--- Extracted information Enclosed Below ---

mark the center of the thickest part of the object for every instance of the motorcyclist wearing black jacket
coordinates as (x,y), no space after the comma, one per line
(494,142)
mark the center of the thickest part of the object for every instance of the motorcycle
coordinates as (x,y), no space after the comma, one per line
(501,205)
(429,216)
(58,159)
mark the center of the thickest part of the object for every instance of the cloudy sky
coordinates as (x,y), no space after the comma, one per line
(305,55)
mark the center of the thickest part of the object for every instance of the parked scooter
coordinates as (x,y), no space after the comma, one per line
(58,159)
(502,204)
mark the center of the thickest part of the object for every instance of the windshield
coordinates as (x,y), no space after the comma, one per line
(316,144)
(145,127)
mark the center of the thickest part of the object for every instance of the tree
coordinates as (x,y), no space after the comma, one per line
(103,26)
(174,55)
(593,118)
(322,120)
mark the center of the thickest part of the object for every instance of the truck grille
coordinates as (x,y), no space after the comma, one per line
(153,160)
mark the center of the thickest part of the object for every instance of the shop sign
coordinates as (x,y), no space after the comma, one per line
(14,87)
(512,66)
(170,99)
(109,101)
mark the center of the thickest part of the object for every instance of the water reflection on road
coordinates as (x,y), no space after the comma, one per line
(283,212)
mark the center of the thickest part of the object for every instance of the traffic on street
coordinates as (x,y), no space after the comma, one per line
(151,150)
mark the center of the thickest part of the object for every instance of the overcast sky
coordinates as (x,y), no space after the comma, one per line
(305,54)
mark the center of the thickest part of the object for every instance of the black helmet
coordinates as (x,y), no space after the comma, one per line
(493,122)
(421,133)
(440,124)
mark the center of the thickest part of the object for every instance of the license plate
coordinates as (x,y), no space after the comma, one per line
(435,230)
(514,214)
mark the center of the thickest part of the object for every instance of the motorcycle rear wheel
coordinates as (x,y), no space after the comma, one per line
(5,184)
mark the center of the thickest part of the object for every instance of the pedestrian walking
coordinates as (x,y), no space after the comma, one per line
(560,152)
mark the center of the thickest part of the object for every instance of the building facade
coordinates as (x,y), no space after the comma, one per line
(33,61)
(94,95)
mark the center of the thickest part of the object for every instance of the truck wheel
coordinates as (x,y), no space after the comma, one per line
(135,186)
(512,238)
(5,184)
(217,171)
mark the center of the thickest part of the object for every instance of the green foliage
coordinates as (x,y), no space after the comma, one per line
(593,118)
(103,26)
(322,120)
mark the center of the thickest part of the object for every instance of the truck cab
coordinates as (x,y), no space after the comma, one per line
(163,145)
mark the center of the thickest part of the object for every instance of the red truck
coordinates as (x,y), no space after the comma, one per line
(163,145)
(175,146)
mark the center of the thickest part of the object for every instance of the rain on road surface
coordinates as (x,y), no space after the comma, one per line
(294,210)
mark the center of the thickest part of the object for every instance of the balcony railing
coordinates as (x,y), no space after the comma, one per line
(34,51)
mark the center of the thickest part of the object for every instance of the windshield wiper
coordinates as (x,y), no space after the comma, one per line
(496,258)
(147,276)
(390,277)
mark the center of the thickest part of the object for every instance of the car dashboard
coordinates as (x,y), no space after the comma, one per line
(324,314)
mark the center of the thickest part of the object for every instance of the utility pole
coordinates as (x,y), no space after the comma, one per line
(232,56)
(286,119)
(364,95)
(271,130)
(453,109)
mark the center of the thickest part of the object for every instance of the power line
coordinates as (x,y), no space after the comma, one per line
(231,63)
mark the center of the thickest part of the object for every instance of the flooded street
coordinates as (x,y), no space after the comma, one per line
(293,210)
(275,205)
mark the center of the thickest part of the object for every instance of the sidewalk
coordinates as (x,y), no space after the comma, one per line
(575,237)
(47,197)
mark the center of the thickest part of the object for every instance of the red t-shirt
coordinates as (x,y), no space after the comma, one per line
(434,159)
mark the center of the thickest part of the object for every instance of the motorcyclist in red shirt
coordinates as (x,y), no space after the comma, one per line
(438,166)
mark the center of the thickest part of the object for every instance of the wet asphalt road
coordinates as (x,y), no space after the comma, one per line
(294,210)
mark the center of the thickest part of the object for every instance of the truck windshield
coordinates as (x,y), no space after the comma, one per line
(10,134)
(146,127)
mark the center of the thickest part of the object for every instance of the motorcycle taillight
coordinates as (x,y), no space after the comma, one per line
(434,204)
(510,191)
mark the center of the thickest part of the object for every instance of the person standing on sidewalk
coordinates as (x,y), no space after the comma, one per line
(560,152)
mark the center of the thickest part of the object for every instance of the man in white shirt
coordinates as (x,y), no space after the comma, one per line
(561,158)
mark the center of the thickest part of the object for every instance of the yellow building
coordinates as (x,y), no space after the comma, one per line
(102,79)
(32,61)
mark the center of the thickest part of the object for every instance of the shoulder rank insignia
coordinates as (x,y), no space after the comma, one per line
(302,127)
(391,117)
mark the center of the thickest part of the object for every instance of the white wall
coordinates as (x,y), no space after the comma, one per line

--- End of Enclosed Extracted information ---

• Assignment: Give again each line shown above, keeping every word as it is.

• Output for this task:
mark the center of the thickest part of the object for every instance of the motorcyclist wearing black jacket
coordinates as (x,y), no space after the comma, one per line
(494,142)
mark the center of the thickest part of the object for every instance of the motorcycle
coordinates as (x,y), no space after the comma, one per line
(501,205)
(429,216)
(58,159)
mark the center of the thickest part of the object for every instance of the cloudy sky
coordinates as (x,y), no space after the comma, one per line
(305,55)
mark the center of the thickest part of the object for every instance of the parked scooter
coordinates as (x,y), no space after the comma, one per line
(58,159)
(502,204)
mark the center of the thickest part of the object for every instance of the windshield
coordinates as (x,y), no space after the comma, one per line
(316,144)
(145,127)
mark the center of the thickest part of the object for every instance of the tree
coordinates as (x,y), no space after the comma, one per line
(103,26)
(174,55)
(593,118)
(322,120)
mark the center of the thickest part of the object for every instance of the truck grille
coordinates as (x,y), no space after the comma, one per line
(153,160)
mark the center of the thickest part of the object for every instance of the shop sign
coordinates as (x,y), no space after the comma, one per line
(14,87)
(512,66)
(170,99)
(109,101)
mark the center of the thickest part of the object for every instance of the water reflection on road
coordinates as (x,y), no space after the comma, one per line
(283,212)
mark the center of the thickest part of the object for every instance of the traffic on street
coordinates as (x,y), no space after the comma, one per line
(151,150)
mark the center of the thickest part of the object for every instance of the overcast sky
coordinates as (x,y), no space after the comma, one per line
(305,54)
mark the center of the thickest part of the object for every instance of the black helmet
coordinates as (x,y), no space after the comma, one per line
(493,122)
(421,133)
(440,124)
mark the center of the thickest part of the object for every instance of the license plate
coordinates as (x,y), no space after the comma, one per line
(435,230)
(514,214)
mark the center of the thickest part of the object for every instance of the motorcycle rear wheel
coordinates as (x,y), no space after the comma, one per line
(5,184)
mark the center of the thickest part of the object for every instance of the pedestrian walking
coordinates as (x,y), no space after the comma, one per line
(560,152)
mark the center of the thickest part of the object for every instance of the building facade
coordinates as (x,y), no space after the comma, one per line
(33,61)
(94,95)
mark the center of the thickest part of the object for every instance of the truck wheel
coordinates as (x,y), no space after the comma, one per line
(135,186)
(512,238)
(5,184)
(217,171)
mark the center of the thickest part of the object for every instance of the green foliage
coordinates as (x,y), no space after the comma, one per line
(593,118)
(103,26)
(322,120)
mark the center of the thickest part of the object for every instance of the truck cab
coordinates as (x,y), no space after the comma, one per line
(163,145)
mark the center of the thickest part of the object for every instance of the red truck
coordinates as (x,y), no space after the comma, one per line
(163,145)
(175,146)
mark the center of the thickest part of the object for every instance of the rain on road surface
coordinates as (x,y), no space after the comma, one per line
(294,210)
mark the center of the thickest part of the object for every instance of the balcony railing
coordinates as (x,y), no space after the comma, one per line
(34,51)
mark the center of the thickest part of the object for every instance of the windshield wiper
coordinates as (x,y), no space after the comma, one per line
(496,258)
(147,276)
(390,277)
mark the center of the thickest part of the object for every instance of the car dashboard
coordinates as (x,y), no space after the comma, one per line
(324,314)
mark the center of the thickest part of the object for every instance of the utility pole
coordinates as (x,y), no space after the comma, one per line
(232,56)
(286,119)
(364,95)
(271,130)
(453,109)
mark the center of the thickest part of the object for every instance of the power line
coordinates as (x,y), no space after the comma, one per line
(231,63)
mark the center of the thickest part of the object for every instance of the flooded street
coordinates as (x,y), no space after the comma, one per line
(293,210)
(275,205)
mark the center of the thickest part of the object for every instance of the sidewalk
coordinates as (x,y), no space after the comma, one per line
(575,237)
(47,197)
mark the center of the thickest part of the object for every instance of the red t-shirt
coordinates as (x,y), no space after the comma, one per line
(434,159)
mark the center of the thickest part of the object for every instance of the motorcyclist in red shirt
coordinates as (x,y), no space after the comma, one per line
(438,166)
mark the center of the thickest part of the object for every instance of the wet asphalt road
coordinates as (x,y), no space after the comma, one per line
(294,210)
mark the center of the thickest part of the object for every instance of the truck windshield
coordinates as (x,y), no space after the comma, one per line
(10,134)
(146,127)
mark the center of the thickest part of the object for every instance of the motorcycle taillight
coordinates as (x,y), no space after the comma, one per line
(434,204)
(510,191)
mark the center of the thickest part of the object for every instance of the person standing on sidewalk
coordinates as (x,y), no space after the comma, one per line
(560,152)
mark the center of the thickest part of the object for every instance of the man in white shirt
coordinates as (x,y), no space after the comma, one per line
(561,158)
mark the center of the thickest part of the object for every instance of the yellow building
coordinates as (x,y), no space after the comma, one per line
(102,79)
(32,61)
mark the center of the thickest part of the object for every instance of the shoulder rank insignia
coordinates as (x,y), no space after the comma, one per line
(302,127)
(391,117)
mark the center of the thickest part of the object for every instance of the white wall
coordinates as (x,y), no space after the comma, one per line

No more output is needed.